# Text section
TRAVEL Chinese airlines report 70 pct drop in business, warning worst isn’t over yet


Chinese airlines report 70 pct drop in business, warning worst isn’t over yet

Global Times

02:30, April 19, 2020


An airplane from China Eastern Airlines at the Beijing Daxing International Airport. (Photo: Global Times)

The top three Chinese airlines - China Southern, China Eastern, and Air China - all reported staggering over 70 percent year-on-year slump in passenger turnover in March as the COVID-19 pandemic continues to spread globally.

The three airlines warned that due to the severe impact of the deadly virus on the civil aviation transport industry, their operating performance in the first quarter will suffer a heavy blow.

While China Eastern and China Southern estimated major losses in the first quarter, China Southern warned of lingering fallout from the virus in the first half of the year, reported.

Despite revenue slightly picking up from February, the three major airlines have seen a massive fall in a slew of indicators in March, according to data released on Friday.

Air China's business revenue in the month was 5.06 billion, down 73.5 percent year-on-year. China Eastern's revenue was 3.74 billion, down 79.11 percent year-on-year, and China Southern's revenue stood at 6.31 billion, down 72.33 percent.

The average passenger loads of the three major airlines in the first quarter are disappointing too, with Air China reporting 56.8 percent, down 23.9 percentage points year-on-year. The passenger loads of China Eastern was 55.78 percent, down 27.01 percentage points year-on-year and the passenger loads for China Southern was 58.16 percent, down 24.99 percentage points year-on-year.

# Data supplied

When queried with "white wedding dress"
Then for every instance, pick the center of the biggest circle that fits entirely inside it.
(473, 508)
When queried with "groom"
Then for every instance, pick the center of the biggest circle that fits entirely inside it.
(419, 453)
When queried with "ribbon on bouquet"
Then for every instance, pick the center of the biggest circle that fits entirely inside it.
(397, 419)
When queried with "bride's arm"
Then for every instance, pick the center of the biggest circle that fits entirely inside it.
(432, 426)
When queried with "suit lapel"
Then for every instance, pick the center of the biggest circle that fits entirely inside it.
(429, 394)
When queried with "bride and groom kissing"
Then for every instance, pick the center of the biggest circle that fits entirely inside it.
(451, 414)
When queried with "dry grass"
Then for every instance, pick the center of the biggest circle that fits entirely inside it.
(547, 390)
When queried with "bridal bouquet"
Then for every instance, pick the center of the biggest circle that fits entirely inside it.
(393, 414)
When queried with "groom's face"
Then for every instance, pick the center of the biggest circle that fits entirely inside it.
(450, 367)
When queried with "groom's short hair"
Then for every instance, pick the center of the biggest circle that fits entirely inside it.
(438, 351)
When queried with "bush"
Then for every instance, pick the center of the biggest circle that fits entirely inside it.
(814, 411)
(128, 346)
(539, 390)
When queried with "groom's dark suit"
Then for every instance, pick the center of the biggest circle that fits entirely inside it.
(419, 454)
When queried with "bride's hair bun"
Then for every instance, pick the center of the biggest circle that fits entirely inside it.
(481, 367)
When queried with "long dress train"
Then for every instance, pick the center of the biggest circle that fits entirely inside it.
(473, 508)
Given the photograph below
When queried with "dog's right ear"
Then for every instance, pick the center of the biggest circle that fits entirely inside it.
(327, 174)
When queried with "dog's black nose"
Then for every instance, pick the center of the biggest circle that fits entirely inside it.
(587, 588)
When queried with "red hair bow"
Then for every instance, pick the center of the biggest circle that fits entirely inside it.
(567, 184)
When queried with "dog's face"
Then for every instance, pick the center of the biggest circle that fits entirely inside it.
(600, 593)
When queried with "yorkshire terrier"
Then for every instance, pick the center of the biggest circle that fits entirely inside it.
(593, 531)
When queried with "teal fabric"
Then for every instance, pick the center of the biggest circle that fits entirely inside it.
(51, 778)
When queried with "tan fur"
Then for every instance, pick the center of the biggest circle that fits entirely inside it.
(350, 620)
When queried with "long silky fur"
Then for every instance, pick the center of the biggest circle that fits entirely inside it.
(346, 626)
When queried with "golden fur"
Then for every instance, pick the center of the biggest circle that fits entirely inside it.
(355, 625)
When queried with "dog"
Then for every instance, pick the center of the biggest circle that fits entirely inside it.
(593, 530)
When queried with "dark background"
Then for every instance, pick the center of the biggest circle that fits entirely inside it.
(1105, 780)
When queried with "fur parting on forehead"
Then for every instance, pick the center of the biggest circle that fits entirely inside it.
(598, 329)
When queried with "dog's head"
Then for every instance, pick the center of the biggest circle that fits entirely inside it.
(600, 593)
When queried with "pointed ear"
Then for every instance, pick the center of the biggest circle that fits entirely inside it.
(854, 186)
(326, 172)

# Activity 1
Copy the airline report from "An airplane from" to "released on Friday.", swapping "first quarter" for "first three months".
# Activity 2
Condense the paragraph of the airline report beginning "Air China's business revenue" into a list.
The entries aren't needed for this work.

# Exercise answer 1
An airplane from China Eastern Airlines at the Beijing Daxing International Airport. (Photo: Global Times)

The top three Chinese airlines - China Southern, China Eastern, and Air China - all reported staggering over 70 percent year-on-year slump in passenger turnover in March as the COVID-19 pandemic continues to spread globally.

The three airlines warned that due to the severe impact of the deadly virus on the civil aviation transport industry, their operating performance in the first three months will suffer a heavy blow.

While China Eastern and China Southern estimated major losses in the first three months, China Southern warned of lingering fallout from the virus in the first half of the year, reported.

Despite revenue slightly picking up from February, the three major airlines have seen a massive fall in a slew of indicators in March, according to data released on Friday.

# Exercise answer 2
March business revenue:
- Air China: 5.06 billion, down 73.5 percent year-on-year
- China Eastern: 3.74 billion, down 79.11 percent year-on-year
- China Southern: 6.31 billion, down 72.33 percent year-on-year